*** Given data ***

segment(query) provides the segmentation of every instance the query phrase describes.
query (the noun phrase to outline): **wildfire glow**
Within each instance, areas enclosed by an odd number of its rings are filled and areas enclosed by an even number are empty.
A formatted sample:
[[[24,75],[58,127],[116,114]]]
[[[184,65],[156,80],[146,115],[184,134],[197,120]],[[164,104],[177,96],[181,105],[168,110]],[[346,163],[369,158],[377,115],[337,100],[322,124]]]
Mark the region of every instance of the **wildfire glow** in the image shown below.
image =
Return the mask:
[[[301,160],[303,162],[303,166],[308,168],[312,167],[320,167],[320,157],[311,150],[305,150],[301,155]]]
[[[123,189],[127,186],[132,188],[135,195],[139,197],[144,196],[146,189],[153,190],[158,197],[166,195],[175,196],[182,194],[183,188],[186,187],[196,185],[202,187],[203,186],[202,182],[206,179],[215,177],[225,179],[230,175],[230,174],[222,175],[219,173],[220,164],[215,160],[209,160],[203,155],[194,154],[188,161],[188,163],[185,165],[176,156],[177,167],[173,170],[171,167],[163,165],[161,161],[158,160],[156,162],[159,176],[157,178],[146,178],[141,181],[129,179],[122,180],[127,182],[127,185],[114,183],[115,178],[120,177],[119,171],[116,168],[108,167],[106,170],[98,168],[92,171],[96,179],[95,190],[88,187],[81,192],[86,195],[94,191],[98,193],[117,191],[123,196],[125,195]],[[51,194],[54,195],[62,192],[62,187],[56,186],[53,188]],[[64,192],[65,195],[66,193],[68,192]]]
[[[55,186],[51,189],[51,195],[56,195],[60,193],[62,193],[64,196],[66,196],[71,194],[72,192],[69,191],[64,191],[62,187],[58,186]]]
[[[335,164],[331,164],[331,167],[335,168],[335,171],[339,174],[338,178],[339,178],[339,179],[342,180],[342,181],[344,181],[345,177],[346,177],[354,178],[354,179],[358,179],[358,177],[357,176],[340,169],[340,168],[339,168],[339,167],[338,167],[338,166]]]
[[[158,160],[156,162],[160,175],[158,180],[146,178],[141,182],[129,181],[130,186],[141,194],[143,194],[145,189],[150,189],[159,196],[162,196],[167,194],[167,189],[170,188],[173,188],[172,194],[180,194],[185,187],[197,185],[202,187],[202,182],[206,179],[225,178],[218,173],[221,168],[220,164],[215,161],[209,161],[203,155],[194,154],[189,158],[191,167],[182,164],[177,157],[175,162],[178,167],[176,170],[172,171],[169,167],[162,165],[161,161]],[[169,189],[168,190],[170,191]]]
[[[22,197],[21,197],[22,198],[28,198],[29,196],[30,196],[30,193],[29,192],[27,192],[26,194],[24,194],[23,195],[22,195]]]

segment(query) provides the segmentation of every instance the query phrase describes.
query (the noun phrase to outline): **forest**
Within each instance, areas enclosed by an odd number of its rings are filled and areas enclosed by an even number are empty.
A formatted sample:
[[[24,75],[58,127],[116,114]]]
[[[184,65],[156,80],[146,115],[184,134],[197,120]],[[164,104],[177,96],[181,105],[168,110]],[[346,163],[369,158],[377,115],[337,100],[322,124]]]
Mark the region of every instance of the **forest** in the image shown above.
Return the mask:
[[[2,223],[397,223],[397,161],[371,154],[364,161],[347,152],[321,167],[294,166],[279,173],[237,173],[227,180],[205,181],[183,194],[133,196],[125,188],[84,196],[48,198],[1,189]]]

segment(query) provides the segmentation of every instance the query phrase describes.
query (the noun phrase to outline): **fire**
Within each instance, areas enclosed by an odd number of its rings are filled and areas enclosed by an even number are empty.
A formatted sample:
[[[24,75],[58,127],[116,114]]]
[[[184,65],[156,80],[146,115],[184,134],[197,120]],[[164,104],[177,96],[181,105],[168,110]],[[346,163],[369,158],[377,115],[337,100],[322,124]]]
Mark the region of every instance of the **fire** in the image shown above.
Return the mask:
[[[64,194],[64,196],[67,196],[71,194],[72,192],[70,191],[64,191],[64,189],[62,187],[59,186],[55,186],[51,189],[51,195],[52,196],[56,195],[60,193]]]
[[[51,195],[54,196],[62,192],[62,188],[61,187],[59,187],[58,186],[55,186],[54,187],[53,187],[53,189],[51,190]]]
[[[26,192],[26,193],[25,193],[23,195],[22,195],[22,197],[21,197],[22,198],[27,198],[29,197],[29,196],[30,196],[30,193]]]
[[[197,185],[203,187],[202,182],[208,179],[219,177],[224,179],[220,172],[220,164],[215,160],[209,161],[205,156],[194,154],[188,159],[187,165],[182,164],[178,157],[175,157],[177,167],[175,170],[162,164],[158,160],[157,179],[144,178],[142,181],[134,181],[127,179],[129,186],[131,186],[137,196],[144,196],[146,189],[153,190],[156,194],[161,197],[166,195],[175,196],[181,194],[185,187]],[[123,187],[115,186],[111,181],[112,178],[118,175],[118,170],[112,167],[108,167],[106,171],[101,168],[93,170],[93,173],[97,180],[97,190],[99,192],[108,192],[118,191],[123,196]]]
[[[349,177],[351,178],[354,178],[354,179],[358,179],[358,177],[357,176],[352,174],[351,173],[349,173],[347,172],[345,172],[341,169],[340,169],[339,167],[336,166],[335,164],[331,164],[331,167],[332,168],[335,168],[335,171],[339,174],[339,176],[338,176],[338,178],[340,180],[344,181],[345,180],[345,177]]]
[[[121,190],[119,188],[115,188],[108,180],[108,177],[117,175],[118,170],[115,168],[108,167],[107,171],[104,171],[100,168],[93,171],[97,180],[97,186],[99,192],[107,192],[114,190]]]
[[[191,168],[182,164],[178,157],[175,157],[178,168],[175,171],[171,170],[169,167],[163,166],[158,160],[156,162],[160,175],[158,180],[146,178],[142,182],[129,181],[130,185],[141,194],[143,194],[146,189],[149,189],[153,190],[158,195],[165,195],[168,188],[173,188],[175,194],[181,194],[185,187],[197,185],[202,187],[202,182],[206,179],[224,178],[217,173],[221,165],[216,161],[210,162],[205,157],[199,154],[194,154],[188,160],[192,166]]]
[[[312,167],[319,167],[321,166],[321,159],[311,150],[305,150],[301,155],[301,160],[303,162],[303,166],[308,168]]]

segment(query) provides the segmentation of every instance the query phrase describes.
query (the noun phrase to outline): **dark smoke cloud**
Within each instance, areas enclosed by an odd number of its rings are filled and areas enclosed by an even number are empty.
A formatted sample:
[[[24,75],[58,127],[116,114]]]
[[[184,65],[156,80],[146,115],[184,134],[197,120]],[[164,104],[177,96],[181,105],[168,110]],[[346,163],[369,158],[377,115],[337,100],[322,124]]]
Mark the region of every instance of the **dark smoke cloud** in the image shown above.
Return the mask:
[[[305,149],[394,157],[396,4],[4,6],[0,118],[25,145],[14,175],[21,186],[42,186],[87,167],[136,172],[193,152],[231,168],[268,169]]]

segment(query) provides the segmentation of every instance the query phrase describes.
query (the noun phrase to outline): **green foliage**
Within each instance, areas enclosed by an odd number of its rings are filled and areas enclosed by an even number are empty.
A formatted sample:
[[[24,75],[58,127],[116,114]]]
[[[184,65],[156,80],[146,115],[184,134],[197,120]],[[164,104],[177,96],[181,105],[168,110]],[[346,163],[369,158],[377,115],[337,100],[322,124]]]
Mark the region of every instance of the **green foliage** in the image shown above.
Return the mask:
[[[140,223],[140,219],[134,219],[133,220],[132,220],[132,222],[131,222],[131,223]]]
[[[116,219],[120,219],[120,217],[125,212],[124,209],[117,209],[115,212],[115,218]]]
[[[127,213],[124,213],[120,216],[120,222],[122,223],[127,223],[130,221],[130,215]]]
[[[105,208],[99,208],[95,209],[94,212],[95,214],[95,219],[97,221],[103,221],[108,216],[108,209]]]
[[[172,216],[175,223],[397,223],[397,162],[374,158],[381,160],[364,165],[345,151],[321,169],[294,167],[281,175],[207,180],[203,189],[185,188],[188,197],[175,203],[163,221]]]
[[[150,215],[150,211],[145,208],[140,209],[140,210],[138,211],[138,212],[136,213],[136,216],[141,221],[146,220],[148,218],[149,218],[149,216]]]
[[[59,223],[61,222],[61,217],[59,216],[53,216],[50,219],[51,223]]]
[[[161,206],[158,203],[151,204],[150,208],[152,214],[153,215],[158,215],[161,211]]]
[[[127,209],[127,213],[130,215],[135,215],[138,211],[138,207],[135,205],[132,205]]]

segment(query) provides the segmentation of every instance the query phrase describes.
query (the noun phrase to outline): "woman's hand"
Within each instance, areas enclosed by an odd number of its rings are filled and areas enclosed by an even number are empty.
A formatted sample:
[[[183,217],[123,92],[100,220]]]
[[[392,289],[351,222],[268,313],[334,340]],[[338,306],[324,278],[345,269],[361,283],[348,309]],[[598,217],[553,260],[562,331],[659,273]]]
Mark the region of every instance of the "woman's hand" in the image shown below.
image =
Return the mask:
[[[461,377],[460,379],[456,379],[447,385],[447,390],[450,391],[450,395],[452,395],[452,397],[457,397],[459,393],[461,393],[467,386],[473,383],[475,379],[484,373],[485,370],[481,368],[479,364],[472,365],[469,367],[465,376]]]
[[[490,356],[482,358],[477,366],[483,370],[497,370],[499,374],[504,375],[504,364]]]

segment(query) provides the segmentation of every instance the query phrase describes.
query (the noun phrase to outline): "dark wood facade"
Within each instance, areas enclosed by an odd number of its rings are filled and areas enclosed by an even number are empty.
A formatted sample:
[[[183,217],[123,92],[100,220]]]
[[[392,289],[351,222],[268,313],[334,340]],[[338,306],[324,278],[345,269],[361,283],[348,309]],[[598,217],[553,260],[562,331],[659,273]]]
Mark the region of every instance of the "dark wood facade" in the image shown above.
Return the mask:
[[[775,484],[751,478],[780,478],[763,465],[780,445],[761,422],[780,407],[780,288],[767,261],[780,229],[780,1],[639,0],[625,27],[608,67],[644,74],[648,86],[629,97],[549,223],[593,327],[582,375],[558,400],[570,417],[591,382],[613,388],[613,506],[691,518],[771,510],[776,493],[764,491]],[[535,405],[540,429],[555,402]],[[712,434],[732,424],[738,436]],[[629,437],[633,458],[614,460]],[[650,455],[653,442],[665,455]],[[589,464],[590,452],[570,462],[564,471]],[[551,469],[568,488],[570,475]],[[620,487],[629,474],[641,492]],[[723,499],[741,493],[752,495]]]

***

▸ Goal
Copy every line of the items above that contains the word "below". Case counts, so match uppercase and lowercase letters exactly.

▸ Output for this exercise
Mark the region of every instance of the **wildfire glow** in the image shown below.
Mark the region of every instance of the "woman's hand" in the image shown below.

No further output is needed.